Information provided:
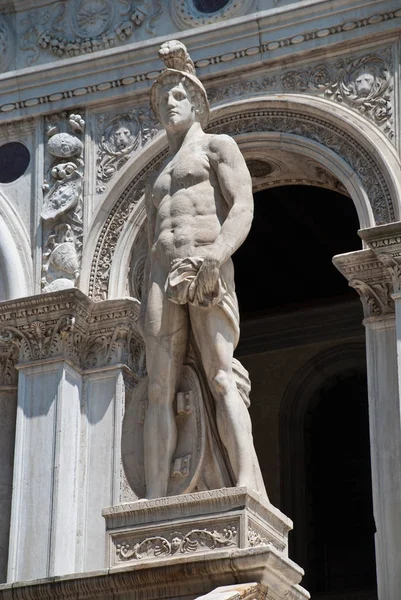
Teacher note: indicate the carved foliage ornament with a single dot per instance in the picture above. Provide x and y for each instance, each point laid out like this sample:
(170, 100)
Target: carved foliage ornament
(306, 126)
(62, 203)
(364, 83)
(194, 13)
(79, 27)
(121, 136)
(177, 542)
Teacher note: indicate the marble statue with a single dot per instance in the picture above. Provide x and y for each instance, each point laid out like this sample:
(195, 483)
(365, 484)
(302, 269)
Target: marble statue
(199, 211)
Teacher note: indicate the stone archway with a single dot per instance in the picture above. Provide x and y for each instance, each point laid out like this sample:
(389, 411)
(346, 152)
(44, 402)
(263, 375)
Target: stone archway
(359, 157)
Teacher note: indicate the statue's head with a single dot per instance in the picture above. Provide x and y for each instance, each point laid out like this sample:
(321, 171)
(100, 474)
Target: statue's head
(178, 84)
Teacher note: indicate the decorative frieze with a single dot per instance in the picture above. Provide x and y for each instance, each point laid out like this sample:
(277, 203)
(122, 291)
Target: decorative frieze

---

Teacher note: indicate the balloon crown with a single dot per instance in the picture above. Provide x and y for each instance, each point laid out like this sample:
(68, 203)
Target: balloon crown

...

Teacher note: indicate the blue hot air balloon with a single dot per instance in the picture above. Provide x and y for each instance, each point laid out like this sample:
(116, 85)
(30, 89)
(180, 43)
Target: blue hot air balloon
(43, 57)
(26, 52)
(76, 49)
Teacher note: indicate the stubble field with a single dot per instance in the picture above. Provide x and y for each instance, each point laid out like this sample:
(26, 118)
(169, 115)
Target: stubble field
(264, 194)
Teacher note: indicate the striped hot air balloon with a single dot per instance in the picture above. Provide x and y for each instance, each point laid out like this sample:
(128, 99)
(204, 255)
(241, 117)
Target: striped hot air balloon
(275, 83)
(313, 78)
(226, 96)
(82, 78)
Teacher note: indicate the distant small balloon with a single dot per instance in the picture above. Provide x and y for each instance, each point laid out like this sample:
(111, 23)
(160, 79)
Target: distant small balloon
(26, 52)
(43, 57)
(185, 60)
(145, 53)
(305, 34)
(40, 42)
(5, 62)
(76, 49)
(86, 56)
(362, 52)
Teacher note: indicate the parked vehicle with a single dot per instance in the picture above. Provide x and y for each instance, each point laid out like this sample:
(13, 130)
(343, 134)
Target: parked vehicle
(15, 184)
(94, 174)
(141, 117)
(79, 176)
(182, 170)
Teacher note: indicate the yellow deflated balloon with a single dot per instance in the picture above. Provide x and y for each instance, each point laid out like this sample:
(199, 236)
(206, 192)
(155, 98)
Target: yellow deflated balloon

Task to carry out: Convert the listing lines from the one containing "Teacher note: indicate the stubble" through the one containing "Target: yellow deflated balloon", both included, into a Markdown table with columns Row and Line. Skip blank lines.

Answer for this exercise:
| Row | Line |
|---|---|
| 1 | Teacher note: indicate the stubble field with a single dot per instance in the picture above. Provide x and y for each instance, each point laid out like this sample: |
| 2 | (26, 118) |
| 3 | (169, 115) |
| 4 | Target: stubble field |
| 5 | (264, 194) |
| 6 | Teacher note: indicate the striped hot air balloon with a single dot per instance in the picture above. Provide x and y for each instance, each point laid out like this sample: |
| 7 | (128, 99) |
| 8 | (204, 255) |
| 9 | (241, 117) |
| 10 | Target: striped hot air balloon |
| 11 | (275, 83) |
| 12 | (313, 78) |
| 13 | (226, 96) |
| 14 | (82, 78) |
| 15 | Teacher note: indicate the distant small balloon with a single dot per instance in the picture above. Provide x and y for each instance, each point laid out like this sample: |
| 16 | (111, 23) |
| 17 | (160, 79) |
| 18 | Target: distant small balloon |
| 19 | (26, 52) |
| 20 | (43, 57) |
| 21 | (185, 60) |
| 22 | (145, 53) |
| 23 | (305, 34) |
| 24 | (40, 42) |
| 25 | (5, 62) |
| 26 | (76, 49) |
| 27 | (86, 56) |
| 28 | (362, 52) |
| 29 | Teacher note: indicate the parked vehicle with a single dot per instance in the picture above. Provide x and y for each instance, each point laid out like this sample: |
| 30 | (13, 130) |
| 31 | (343, 134) |
| 32 | Target: parked vehicle |
| 33 | (15, 184) |
| 34 | (94, 174) |
| 35 | (141, 117) |
| 36 | (79, 176) |
| 37 | (182, 170) |
| 38 | Teacher note: indicate the yellow deflated balloon with a single dot per instance in the picture above. Provide x and y for each instance, each point laid out like this sample: |
| 39 | (199, 236) |
| 40 | (206, 192) |
| 41 | (155, 98) |
| 42 | Target: yellow deflated balloon |